Each record must be printed again exactly as it appears.

[Source records]
--

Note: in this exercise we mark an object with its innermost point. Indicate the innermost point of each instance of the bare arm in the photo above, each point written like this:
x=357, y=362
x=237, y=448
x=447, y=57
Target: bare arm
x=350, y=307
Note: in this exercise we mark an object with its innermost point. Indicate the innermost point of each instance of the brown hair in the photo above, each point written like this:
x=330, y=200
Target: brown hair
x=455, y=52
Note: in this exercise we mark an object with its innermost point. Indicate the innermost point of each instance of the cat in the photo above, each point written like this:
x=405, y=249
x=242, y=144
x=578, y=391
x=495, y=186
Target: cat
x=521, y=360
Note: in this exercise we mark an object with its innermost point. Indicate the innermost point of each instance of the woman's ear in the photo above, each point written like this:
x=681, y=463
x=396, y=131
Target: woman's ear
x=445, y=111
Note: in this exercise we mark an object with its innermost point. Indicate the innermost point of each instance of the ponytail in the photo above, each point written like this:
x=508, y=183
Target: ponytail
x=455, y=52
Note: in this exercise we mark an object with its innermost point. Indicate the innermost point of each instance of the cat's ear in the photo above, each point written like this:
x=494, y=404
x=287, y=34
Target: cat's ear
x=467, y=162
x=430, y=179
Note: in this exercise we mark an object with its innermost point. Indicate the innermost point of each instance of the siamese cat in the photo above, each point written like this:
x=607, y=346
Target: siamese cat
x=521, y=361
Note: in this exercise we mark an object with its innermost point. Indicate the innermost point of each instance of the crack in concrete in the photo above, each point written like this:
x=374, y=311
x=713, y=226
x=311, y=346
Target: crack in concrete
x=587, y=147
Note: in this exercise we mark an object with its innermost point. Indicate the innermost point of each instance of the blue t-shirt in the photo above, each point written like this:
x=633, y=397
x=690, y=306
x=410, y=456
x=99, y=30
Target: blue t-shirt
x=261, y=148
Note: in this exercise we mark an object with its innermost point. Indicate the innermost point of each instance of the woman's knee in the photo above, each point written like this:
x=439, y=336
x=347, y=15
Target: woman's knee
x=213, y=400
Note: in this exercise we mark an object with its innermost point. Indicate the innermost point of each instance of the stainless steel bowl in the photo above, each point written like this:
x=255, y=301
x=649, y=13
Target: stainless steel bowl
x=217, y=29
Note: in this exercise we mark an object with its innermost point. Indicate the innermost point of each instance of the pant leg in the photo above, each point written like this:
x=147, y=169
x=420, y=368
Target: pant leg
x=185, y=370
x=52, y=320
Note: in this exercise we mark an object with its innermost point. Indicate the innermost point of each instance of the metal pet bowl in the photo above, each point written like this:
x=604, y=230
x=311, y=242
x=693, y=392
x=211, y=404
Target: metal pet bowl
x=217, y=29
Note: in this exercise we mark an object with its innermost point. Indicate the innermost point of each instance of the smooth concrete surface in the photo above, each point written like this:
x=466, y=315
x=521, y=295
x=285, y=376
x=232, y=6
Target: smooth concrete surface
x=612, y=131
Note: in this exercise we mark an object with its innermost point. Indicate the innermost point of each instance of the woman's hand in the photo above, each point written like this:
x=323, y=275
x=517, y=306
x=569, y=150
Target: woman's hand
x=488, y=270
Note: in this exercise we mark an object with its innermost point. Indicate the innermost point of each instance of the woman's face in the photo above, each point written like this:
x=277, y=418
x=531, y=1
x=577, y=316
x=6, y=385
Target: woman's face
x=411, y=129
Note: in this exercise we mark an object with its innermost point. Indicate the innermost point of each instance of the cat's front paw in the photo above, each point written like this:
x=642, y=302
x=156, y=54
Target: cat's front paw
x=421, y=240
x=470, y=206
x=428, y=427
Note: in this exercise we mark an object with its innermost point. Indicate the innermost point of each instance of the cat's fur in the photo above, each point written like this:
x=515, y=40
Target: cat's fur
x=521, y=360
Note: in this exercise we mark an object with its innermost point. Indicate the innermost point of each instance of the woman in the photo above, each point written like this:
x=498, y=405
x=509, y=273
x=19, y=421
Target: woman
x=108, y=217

--

Result:
Note: in this exercise we mark an object with its innermost point. Indicate the innermost point of each instance of the bare arm in the photo above, each point written like this:
x=357, y=362
x=237, y=448
x=447, y=57
Target: bare arm
x=350, y=307
Note: in this exercise we mark an object with its innermost point. Indicate the innermost point of each instance of the brown hair in the photo above, each point written like this:
x=330, y=200
Target: brown hair
x=455, y=52
Note: in this exercise we mark an object with its innermost point. Indicate the innermost point of each instance of the cat in the photo above, each point written like this:
x=405, y=249
x=242, y=144
x=578, y=391
x=495, y=186
Target: cat
x=521, y=360
Note: in this exercise we mark an object with its innermost point. Indicate the innermost point of each instance of the woman's ear in the photo above, each point written like this:
x=681, y=463
x=396, y=131
Target: woman's ear
x=445, y=111
Note: in this exercise we mark an object with its innermost point. Indicate the innermost point of each instance of the ponytail in the photo above, each point written like this:
x=508, y=183
Target: ponytail
x=455, y=52
Note: in this exercise we mark an object with its innermost point. Indicate the innermost point of each instance of the cat's ear in the photo above, each point written like this:
x=494, y=404
x=287, y=34
Target: cat's ear
x=467, y=162
x=430, y=179
Note: in this exercise we mark an object with its innermost point. Indicate the innermost point of each instance of the siamese cat in the photo above, each point written like this:
x=607, y=346
Target: siamese cat
x=521, y=361
Note: in this exercise we mark an object with its innermost point. Indicate the innermost point of each instance of the crack in concrete in the photo above, each point written like this:
x=374, y=311
x=713, y=226
x=311, y=346
Target: crack in concrete
x=587, y=147
Note: in this exercise we mark an object with its innermost point. Indicate the innermost point of each instance of the blue t-shirt in the photo above, each point written like this:
x=633, y=397
x=690, y=306
x=410, y=456
x=99, y=30
Target: blue t-shirt
x=261, y=148
Note: in this exercise we mark an object with its innermost point. Indicate the innermost point of each instance of the woman's knee in the photo above, each point written like this:
x=439, y=336
x=347, y=15
Target: woman's knee
x=213, y=400
Note: in this exercise we mark an object with its innermost point. Indicate the innermost point of each instance of the stainless steel bowl in the photo above, each point written like this:
x=255, y=301
x=649, y=13
Target: stainless steel bowl
x=217, y=29
Note: in this exercise we mark an object with its innermost point. Indicate the innermost point of each instance of the pant leg in the photo above, each point written like this:
x=147, y=169
x=420, y=368
Target: pant leg
x=185, y=370
x=52, y=320
Note: in this exercise we mark an object with its innermost point. Indicate the innermost point of each instance of the metal pet bowl in the photo above, each point written like this:
x=604, y=230
x=311, y=242
x=693, y=392
x=211, y=404
Target: metal pet bowl
x=217, y=29
Note: in this exercise we mark an object with its innermost point. Indicate the innermost point of each instance of the smooth concrete surface in the photo above, each point written like this:
x=466, y=315
x=521, y=295
x=285, y=376
x=232, y=6
Target: smooth concrete surface
x=612, y=131
Note: in this exercise we mark an object with its innermost point. Indicate the innermost point of each instance of the woman's hand in the photo above, each point written like this:
x=323, y=275
x=517, y=306
x=569, y=150
Target: woman's hand
x=488, y=270
Note: in this exercise we mark an object with its innermost point. Indicate the innermost point of each instance of the woman's face in the photo above, each point written like this:
x=277, y=418
x=531, y=1
x=577, y=316
x=6, y=385
Target: woman's face
x=411, y=129
Note: in this exercise we mark an object with its innermost point. Indicate the innermost point of each instance of the cat's front paw in the photo above, each point written like this:
x=642, y=302
x=156, y=54
Target: cat's front paw
x=421, y=240
x=470, y=206
x=428, y=427
Note: in this exercise we mark an object with its innermost point. Indicate the innermost point of each instance of the cat's fur in the photo above, each point written like this:
x=515, y=40
Target: cat's fur
x=521, y=360
Note: in this exercise we mark an object with its innermost point. Indicate the innermost point of each instance of the woman in the photo above, each point written like this:
x=498, y=405
x=509, y=273
x=19, y=421
Target: woman
x=108, y=217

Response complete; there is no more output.